- To do:
The expected result is every line of the records, printed exactly.

BEGIN Data

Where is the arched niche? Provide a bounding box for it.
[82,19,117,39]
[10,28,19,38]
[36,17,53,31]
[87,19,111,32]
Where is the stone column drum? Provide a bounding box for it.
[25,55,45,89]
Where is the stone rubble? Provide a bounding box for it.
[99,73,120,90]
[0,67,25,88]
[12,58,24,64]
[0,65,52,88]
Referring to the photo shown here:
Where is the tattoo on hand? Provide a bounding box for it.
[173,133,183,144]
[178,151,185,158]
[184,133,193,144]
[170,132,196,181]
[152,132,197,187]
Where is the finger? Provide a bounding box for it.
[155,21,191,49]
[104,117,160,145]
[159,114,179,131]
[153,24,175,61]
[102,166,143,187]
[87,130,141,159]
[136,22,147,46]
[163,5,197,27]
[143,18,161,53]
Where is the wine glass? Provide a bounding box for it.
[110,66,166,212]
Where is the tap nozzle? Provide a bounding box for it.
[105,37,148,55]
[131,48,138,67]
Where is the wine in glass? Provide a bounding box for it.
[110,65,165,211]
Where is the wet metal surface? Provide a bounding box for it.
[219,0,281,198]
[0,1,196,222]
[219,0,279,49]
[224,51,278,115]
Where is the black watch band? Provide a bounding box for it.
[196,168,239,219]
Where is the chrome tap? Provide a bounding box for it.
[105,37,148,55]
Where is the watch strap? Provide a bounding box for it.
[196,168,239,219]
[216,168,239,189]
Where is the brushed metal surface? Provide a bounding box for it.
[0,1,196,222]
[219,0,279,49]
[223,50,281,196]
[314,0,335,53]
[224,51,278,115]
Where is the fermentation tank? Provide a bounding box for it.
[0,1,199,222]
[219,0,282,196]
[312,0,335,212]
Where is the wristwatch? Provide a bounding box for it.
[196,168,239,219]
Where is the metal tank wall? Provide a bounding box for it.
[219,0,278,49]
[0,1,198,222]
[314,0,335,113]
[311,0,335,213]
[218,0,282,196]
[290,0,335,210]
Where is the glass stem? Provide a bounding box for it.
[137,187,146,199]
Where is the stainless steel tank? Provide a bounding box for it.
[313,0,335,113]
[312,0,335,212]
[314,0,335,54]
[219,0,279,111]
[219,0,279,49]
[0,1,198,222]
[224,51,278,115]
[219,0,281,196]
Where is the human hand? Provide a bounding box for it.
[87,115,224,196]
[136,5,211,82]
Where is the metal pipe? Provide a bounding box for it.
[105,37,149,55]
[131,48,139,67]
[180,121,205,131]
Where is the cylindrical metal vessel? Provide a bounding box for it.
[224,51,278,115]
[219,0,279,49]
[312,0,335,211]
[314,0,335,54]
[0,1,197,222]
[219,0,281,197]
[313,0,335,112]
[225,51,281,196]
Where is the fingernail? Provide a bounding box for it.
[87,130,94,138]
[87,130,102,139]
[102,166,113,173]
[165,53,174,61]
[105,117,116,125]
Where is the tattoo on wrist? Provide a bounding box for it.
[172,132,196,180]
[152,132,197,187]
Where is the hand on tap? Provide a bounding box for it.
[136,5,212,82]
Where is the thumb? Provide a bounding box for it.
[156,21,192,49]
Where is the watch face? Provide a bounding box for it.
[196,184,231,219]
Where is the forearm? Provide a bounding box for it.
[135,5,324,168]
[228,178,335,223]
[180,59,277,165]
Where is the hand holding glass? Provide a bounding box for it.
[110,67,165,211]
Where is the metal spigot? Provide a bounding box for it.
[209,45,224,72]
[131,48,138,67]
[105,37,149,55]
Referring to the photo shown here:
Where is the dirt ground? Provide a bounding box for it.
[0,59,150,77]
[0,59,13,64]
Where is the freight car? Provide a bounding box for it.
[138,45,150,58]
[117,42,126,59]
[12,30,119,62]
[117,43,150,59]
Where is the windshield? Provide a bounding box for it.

END Data

- Written response:
Where is the arched niche? Provide a bounding box for it.
[82,19,117,39]
[10,28,19,38]
[36,17,53,31]
[87,19,111,32]
Where is the stone column drum? Provide a bounding box for it.
[25,55,45,89]
Where is the stone rubble? Provide a bounding box for it.
[99,73,120,90]
[0,67,25,88]
[12,58,24,64]
[0,65,52,88]
Referring to the photo shown here:
Where is the tattoo on hand? Provide a bounding box for it.
[173,133,183,144]
[178,151,185,158]
[184,133,193,144]
[170,132,196,181]
[152,132,197,187]
Where is the finger? Provide a bounding box for it.
[155,21,191,49]
[104,117,160,145]
[159,114,179,131]
[153,24,175,61]
[102,166,143,187]
[87,130,141,159]
[136,22,147,46]
[163,5,197,27]
[143,18,161,53]
Where is the wine glass? Provide a bounding box for it.
[110,66,166,212]
Where is the tap nozzle? Provide a bounding box for it.
[105,37,148,55]
[131,48,138,67]
Where is the wine in glass? Provide a bounding box for it.
[110,65,165,211]
Where is the wet metal surface? Provide a bounding box for it.
[219,0,281,198]
[0,1,196,222]
[219,0,279,49]
[224,51,278,115]
Where is the black watch band? Provide a bounding box for it.
[196,168,239,219]
Where is the chrome tap? Provide a bounding box for it.
[105,37,148,55]
Where is the watch strap? Provide a bounding box for it.
[196,168,239,219]
[216,168,239,189]
Where is the brushed metal surface? Provide a bounding box for it.
[0,1,196,222]
[219,0,279,49]
[223,50,281,196]
[314,0,335,53]
[224,51,278,115]
Where is the fermentation tank? Provide a bounding box for it.
[0,1,199,222]
[219,0,282,196]
[312,0,335,212]
Where is the wristwatch? Provide a bounding box for it.
[196,168,239,219]
Where is the metal tank wall? Provide a bounding box for it.
[219,0,278,49]
[0,1,198,222]
[314,0,335,113]
[311,0,335,213]
[218,0,282,196]
[290,0,335,210]
Where is the glass stem? Provide a bounding box for it.
[137,187,146,199]
Where is the stainless steel tank? Provide a bounding box for it.
[313,0,335,113]
[312,0,335,212]
[314,0,335,54]
[219,0,279,111]
[219,0,279,49]
[0,1,198,222]
[224,51,278,115]
[219,0,281,196]
Where is the human hand? Provide a bounding box for it.
[87,115,224,196]
[136,5,211,82]
Where is the metal pipe? Provide a bounding box for it.
[105,37,149,55]
[131,48,139,67]
[180,121,205,131]
Where is the cylindrical metal vessel? Provide a bounding box for it.
[224,51,278,115]
[219,0,279,49]
[312,0,335,211]
[314,0,335,54]
[0,1,197,222]
[219,0,281,197]
[313,0,335,112]
[225,51,281,196]
Where is the fingernail? Provide a bounding box for it.
[87,130,94,138]
[87,130,102,139]
[102,166,113,173]
[165,53,174,61]
[105,117,116,125]
Where is the tattoo on wrist? Provide a bounding box for it.
[172,132,196,180]
[152,132,197,187]
Where is the hand on tap? Provide a bounding box for it.
[136,5,212,82]
Where is the thumb? Provide a bounding box for it.
[156,21,192,49]
Where is the watch face? Provide a bounding box for it.
[196,184,231,219]
Where is the forearm? Provide a bounding box for it.
[135,5,324,168]
[228,178,335,223]
[180,59,277,165]
Where is the hand holding glass? Provide a bounding box for it.
[110,67,165,211]
Where is the metal spigot? Provide a bounding box for it.
[209,45,224,72]
[131,48,138,67]
[105,37,149,55]
Referring to the photo shown here:
Where is the dirt ground? Provide a bounding box for it.
[0,59,150,77]
[0,59,13,64]
Where is the freight car? Provide a bounding box for it.
[138,45,150,58]
[117,42,126,59]
[12,30,119,62]
[117,43,150,59]
Where is the windshield? Provide a bounding box for it.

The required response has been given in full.